-- DOCUMENT EXCERPT follows --

The Tory leader said he would get the country "back on her feet" by rewarding those who worked hard and acted responsibly — and caring only for those who genuinely could not.

Ahead of a highly personal conference speech — his last before the election — Cameron said he was aiming at voters who were asking of him and his party: "Why us? Why now? Why me?"

His answer was a traditional Conservative one: The Tories would put their faith in "family, community and country" rather than ever bigger and more expensive interventions by Labour's bloated state.

"It is about everyone taking responsibility. The more that we as a society do, the less we will need government to do," he said.

Promising to reward marriage with tax breaks and abolish the penalty against couples in the benefits system, Cameron said he "cannot be neutral" on the issue of family.

"Society begins at home. Responsibility begins at home," he insisted.

In the most powerful section of an address that was short on flair but rich in rhetoric borrowed from Martin Luther King, the Bible and Margaret Thatcher, Cameron attacked Labour's record on social mobility.

He said the Tories were as angry today about the fact that the benefits trap meant the poor kept as little as 4p for every extra pound they earned as they were in the 1970s about high tax rates on the rich.

In an audacious attempt to wrestle Labour's traditional claim to be the party leading the fight against poverty — and counter the attack on the Tories as a party of "toffs" — Cameron demanded: "Who made the poorest poorer? Who left youth unemployment higher? Who made inequality greater?

"No, not the wicked Tories — you Labour, you're the ones that did this to our society. So don't you dare lecture us about poverty.

"You have failed and it falls to us, the modern Conservative party, to fight for the poorest who you have let down."

-- DOCUMENT EXCERPT concluded --
-- DATA BLOCK follows --

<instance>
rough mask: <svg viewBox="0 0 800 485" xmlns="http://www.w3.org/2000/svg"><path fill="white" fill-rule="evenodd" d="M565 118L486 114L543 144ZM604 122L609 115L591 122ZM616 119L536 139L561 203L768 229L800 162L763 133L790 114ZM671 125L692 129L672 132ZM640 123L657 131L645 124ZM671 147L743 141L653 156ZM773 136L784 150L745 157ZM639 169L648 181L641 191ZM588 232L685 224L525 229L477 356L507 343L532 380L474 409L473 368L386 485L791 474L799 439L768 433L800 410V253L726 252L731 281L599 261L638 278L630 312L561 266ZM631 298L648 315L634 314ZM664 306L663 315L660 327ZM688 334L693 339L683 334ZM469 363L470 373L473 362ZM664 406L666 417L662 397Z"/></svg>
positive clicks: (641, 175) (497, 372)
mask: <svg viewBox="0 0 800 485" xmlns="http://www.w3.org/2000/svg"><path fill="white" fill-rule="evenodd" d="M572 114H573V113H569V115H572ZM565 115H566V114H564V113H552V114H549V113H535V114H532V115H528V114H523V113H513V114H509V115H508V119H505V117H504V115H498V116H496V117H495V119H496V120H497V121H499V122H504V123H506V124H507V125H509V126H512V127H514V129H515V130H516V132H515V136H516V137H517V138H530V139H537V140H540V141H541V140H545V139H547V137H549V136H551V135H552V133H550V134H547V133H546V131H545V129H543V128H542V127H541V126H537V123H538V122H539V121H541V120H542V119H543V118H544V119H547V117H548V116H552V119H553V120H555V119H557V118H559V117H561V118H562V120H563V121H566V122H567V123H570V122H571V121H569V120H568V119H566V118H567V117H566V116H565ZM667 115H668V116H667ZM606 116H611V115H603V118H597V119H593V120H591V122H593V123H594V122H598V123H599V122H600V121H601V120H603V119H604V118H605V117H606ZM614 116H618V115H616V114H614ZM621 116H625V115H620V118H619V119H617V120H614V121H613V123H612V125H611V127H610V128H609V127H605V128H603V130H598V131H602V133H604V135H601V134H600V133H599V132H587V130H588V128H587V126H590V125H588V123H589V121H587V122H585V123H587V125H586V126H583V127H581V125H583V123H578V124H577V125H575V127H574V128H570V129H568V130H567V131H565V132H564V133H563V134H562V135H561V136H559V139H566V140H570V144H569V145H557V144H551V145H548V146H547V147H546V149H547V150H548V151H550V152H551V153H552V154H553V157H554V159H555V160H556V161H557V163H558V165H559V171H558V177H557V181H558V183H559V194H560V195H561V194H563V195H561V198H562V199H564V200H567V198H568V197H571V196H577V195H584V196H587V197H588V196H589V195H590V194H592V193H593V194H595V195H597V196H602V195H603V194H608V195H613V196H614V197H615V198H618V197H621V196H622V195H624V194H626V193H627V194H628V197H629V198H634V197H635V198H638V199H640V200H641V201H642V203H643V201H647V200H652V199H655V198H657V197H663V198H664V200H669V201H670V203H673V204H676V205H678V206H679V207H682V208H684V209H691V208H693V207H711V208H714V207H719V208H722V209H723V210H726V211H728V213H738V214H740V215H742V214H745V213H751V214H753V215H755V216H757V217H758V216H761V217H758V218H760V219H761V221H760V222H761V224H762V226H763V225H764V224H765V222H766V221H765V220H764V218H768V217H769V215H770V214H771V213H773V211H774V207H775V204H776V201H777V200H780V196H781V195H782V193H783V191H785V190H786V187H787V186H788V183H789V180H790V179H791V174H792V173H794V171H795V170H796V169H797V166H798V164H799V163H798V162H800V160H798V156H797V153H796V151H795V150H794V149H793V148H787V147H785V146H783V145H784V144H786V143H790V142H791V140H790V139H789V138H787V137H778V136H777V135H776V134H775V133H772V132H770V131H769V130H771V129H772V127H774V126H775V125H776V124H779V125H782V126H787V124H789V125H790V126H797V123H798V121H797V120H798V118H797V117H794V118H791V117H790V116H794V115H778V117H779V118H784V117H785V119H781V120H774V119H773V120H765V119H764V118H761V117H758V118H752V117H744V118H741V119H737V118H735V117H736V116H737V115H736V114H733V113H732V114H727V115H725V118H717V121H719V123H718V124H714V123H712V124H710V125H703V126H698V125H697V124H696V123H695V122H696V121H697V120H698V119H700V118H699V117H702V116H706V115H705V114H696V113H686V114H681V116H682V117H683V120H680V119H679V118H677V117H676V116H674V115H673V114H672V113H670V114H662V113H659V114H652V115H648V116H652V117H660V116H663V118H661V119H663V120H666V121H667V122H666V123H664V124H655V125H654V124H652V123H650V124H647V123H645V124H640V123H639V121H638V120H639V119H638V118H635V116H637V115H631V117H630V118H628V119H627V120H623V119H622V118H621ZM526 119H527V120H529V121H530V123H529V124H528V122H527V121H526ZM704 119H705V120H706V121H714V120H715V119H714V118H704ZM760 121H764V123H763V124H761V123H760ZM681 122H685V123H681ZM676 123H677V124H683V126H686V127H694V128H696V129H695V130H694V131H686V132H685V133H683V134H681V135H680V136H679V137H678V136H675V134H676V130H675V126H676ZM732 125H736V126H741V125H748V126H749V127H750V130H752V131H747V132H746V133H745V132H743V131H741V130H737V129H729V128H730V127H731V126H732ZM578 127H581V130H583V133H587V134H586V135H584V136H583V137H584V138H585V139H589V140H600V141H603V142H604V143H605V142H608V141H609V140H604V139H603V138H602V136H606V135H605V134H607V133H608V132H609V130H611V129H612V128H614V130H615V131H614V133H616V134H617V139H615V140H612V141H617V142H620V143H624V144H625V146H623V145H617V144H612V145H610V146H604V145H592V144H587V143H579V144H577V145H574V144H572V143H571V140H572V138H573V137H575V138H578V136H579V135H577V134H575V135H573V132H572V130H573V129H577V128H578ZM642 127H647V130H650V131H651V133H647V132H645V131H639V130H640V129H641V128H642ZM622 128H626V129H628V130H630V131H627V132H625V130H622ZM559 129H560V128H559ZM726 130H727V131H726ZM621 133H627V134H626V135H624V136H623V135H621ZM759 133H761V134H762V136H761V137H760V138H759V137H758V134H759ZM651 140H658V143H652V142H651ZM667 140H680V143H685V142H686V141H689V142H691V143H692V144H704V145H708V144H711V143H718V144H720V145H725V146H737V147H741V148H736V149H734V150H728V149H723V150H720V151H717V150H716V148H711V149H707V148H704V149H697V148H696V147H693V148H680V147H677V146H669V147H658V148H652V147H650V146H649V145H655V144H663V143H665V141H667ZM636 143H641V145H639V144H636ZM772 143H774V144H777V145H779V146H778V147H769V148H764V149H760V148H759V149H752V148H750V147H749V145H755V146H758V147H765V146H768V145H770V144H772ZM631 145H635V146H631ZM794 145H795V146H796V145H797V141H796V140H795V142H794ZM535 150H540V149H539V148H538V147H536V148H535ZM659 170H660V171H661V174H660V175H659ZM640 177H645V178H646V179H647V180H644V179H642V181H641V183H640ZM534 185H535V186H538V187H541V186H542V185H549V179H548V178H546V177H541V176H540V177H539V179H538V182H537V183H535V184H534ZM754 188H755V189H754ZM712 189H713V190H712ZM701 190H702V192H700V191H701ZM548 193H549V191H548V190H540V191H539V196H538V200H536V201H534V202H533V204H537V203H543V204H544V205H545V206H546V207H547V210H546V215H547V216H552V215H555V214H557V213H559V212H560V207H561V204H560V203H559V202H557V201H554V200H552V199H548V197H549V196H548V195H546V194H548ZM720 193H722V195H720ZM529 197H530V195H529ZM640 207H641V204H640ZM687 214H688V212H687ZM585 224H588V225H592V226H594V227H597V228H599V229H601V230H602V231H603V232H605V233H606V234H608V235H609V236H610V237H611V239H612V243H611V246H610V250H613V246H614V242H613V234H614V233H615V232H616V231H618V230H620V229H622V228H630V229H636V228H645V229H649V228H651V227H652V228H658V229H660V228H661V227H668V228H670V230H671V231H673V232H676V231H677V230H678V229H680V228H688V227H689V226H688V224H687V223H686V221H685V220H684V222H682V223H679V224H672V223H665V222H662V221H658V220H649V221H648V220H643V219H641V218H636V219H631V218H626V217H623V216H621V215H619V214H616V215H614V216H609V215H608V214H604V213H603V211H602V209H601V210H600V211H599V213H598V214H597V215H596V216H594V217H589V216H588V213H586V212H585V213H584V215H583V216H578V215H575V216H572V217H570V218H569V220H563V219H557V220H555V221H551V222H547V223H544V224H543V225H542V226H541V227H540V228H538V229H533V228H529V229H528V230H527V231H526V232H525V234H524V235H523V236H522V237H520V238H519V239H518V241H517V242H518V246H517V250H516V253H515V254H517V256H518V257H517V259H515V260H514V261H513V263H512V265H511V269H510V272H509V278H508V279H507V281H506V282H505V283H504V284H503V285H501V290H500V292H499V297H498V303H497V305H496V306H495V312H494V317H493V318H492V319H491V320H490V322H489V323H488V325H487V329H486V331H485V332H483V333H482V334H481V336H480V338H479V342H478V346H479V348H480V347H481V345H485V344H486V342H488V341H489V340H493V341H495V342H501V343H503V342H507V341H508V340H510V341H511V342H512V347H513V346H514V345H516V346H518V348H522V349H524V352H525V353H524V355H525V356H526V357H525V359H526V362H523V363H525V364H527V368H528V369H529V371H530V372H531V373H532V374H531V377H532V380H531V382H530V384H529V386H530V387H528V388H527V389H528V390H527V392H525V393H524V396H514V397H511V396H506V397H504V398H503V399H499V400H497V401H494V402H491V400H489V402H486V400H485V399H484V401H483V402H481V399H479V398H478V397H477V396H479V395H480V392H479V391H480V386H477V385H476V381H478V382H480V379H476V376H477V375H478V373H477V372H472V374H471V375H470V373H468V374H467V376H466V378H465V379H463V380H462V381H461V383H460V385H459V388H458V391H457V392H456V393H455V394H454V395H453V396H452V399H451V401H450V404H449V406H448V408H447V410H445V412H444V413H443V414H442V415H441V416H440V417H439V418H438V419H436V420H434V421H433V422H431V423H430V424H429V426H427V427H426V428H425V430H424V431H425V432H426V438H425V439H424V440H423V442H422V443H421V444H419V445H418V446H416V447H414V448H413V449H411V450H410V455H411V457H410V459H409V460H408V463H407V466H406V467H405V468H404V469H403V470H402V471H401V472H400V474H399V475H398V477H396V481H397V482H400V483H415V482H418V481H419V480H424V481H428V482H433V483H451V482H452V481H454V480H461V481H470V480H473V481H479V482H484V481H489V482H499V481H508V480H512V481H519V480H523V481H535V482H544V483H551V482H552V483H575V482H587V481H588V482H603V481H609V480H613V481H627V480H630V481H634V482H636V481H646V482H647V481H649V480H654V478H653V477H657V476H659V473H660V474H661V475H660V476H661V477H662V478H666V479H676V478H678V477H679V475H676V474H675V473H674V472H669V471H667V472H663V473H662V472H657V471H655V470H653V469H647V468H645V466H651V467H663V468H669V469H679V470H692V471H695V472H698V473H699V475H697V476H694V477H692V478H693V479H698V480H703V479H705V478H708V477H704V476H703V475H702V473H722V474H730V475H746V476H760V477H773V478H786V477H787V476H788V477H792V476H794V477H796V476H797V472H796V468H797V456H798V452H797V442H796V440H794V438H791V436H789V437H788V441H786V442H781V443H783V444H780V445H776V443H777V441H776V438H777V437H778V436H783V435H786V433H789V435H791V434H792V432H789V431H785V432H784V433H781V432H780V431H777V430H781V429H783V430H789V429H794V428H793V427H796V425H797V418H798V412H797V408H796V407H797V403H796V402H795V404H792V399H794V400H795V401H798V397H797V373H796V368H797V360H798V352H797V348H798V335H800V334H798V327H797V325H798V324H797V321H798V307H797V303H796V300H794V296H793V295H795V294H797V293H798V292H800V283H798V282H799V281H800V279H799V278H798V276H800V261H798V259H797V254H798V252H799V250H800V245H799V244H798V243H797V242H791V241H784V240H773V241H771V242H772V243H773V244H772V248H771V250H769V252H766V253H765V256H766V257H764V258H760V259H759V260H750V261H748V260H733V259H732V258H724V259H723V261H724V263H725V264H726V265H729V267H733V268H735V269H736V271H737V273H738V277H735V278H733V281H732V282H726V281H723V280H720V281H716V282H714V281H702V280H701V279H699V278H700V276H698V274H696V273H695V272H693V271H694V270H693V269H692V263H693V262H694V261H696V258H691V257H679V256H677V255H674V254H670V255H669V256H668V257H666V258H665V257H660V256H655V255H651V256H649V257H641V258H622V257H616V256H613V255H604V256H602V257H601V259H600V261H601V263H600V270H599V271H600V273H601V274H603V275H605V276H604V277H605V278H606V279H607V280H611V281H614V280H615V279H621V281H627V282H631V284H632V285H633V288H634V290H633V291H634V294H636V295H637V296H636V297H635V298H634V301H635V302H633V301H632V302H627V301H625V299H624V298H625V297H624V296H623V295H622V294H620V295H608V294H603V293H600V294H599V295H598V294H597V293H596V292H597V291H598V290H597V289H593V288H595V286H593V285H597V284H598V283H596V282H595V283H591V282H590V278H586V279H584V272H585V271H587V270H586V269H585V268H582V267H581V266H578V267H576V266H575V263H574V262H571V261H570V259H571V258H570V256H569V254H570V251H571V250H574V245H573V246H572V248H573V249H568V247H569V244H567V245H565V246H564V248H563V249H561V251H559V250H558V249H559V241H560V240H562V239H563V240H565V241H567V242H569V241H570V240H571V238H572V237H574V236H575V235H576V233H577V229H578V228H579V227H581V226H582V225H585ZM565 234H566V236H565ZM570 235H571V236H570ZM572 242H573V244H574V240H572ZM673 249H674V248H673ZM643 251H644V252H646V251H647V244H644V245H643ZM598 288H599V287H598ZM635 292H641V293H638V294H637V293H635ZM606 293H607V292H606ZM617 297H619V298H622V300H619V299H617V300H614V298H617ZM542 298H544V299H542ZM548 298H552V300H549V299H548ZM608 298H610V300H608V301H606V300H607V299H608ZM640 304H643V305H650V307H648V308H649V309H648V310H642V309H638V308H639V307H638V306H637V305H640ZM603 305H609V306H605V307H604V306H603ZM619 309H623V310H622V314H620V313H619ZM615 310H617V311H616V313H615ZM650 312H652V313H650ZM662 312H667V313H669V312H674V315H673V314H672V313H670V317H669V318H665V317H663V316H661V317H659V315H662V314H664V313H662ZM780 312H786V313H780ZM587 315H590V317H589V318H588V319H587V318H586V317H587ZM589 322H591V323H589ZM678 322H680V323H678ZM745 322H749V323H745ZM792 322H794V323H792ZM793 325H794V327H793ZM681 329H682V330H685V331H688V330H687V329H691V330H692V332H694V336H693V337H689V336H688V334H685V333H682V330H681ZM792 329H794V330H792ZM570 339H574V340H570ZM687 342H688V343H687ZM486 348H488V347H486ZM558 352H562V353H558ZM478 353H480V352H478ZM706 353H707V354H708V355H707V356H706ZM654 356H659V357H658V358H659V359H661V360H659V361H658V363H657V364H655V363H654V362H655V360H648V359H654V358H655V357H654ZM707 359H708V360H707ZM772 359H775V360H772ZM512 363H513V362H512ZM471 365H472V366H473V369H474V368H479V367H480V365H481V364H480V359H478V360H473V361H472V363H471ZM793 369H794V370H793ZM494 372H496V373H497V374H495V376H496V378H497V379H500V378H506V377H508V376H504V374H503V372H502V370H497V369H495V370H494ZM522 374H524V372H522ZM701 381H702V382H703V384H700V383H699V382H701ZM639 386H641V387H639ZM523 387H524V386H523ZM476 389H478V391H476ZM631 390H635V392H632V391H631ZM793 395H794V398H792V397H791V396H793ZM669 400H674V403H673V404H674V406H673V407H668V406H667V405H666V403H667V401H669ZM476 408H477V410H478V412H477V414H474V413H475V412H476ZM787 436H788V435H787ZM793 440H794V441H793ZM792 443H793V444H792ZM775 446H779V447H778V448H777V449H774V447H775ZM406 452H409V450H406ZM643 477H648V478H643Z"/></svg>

-- DATA BLOCK concluded --

EXERCISE DIRECTIONS:
According to the text on Cameron's speech, how much of every extra pound earned did the benefits trap leave the poor?

RESPONSE BELOW:
As little as 4p.